■ EXTRACT
━━━━━━━━━━━━━━━━━━━━
5

Here is simple program to find the element which occurs most often in an array:

#include <cstdlib>
#include <iostream>
#include <vector>

using namespace std;

int main(int argc, char *argv[]) {
    int a[] = {1,2,3,4,4,4,5};
    int n = sizeof(a) / sizeof(int);
    int max = 0;
    int result = 0;
    int *b = new int[n];
    for (int i = 0;  i < n;  i++) {
        b[a[i]] = (b[a[i]] || 0) + 1;
        if (b[a[i]] > max) {
            max = b[a[i]];
            result = a[i];
        }
    }
    cout << result << endl;
    system("PAUSE");
    return EXIT_SUCCESS;
}

But it doesn't work; it prints 1. Why?
━━━━━━━━━━━━━━━━━━━━
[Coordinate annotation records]
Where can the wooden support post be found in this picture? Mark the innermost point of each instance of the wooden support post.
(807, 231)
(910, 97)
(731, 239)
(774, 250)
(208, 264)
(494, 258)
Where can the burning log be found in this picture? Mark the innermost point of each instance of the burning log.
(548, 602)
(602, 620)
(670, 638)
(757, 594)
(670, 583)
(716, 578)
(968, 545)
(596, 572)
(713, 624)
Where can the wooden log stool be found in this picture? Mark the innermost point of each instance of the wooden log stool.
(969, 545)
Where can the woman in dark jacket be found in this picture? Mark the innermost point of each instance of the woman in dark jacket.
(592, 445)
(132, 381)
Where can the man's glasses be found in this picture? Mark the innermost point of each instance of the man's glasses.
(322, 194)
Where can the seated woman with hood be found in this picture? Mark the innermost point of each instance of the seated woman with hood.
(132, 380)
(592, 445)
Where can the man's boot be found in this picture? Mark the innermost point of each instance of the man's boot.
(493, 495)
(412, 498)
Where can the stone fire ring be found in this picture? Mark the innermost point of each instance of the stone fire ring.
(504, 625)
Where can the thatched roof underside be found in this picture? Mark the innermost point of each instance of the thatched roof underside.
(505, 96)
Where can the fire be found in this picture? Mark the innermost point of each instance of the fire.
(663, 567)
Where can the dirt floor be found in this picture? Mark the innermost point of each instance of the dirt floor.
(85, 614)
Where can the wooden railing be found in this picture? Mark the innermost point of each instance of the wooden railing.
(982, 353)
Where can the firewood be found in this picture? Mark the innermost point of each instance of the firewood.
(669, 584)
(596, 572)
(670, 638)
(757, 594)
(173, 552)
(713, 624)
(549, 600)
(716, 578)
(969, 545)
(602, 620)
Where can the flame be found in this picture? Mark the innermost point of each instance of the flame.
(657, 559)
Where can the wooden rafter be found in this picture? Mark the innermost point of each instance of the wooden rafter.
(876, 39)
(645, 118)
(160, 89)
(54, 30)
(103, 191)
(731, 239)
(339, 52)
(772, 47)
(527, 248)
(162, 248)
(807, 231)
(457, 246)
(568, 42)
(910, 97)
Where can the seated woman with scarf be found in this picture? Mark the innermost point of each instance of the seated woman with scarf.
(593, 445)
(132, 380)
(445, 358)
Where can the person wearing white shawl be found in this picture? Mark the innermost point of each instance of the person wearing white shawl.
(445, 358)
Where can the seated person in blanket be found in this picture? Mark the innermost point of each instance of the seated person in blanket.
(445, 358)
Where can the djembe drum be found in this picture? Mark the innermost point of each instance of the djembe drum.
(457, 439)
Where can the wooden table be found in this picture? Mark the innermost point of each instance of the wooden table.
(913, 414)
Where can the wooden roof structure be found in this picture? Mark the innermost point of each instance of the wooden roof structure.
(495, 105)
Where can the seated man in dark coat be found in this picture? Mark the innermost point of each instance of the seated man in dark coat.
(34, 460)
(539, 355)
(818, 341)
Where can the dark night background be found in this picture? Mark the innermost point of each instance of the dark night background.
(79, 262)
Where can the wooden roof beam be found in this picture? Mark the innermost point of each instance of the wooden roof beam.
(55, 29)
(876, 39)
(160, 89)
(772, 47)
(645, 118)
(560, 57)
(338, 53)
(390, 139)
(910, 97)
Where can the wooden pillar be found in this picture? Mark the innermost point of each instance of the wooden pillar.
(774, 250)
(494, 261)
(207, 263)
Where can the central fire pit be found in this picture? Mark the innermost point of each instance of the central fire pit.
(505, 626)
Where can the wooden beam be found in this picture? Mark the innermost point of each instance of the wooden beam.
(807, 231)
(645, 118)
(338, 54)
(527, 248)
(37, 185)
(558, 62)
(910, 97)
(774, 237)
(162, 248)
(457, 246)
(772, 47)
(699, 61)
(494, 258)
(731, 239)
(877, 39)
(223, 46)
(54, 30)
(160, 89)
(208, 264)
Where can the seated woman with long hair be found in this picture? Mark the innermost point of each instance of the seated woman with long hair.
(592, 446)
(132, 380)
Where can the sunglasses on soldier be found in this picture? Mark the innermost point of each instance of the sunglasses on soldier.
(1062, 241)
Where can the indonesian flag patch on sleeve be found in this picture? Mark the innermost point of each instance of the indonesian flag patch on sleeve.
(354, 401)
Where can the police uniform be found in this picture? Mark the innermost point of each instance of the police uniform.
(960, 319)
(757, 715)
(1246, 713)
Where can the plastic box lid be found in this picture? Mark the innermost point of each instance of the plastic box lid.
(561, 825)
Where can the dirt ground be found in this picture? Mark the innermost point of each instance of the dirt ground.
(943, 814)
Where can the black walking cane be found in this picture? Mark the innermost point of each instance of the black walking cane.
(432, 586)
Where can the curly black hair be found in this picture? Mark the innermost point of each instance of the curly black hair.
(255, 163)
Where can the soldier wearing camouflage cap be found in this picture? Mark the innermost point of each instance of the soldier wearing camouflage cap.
━━━━━━━━━━━━━━━━━━━━
■ INSTRUCTIONS
1/ In the post about finding the most common value in an array, what number does the program print?
2/ Write what follows the last line of the post about finding the most common value in an array.

■ RESULTS IN ORDER
1/ It prints 1.

2/
Eamon Nerbonne
  • 47,023
  • 20
  • 101
  • 166
user457463
  • 91
  • 1
  • 1
  • 6
  • Can you guarantee that the array is always sorted as per your example? Or, can you guarantee that all occurences of a given element will be consecutive? If so, simpler, faster algorithms with O(1) extra storage exist. – Eamon Nerbonne Sep 26 '10 at 15:25

5 Answers5

11

Since you are including vector anway, why not replace int *b=new int [n]; with std::vector<int> b(n)? This also takes care of releasing the memory, you forgot to delete[] b.

But as others have mentioned, your solution will break if the array contains elements larger than n. A better approach might be to count the elements with a mapping to int. That way, you can also count elements that cannot be used as an array index, for example strings.

There is also no reason to limit ourselves to arrays. Here is a generic solution that works with any container of any less-than comparable element type:

#include <algorithm>
#include <iterator>
#include <map>

struct by_second
{
    template <typename Pair>
    bool operator()(const Pair& a, const Pair& b)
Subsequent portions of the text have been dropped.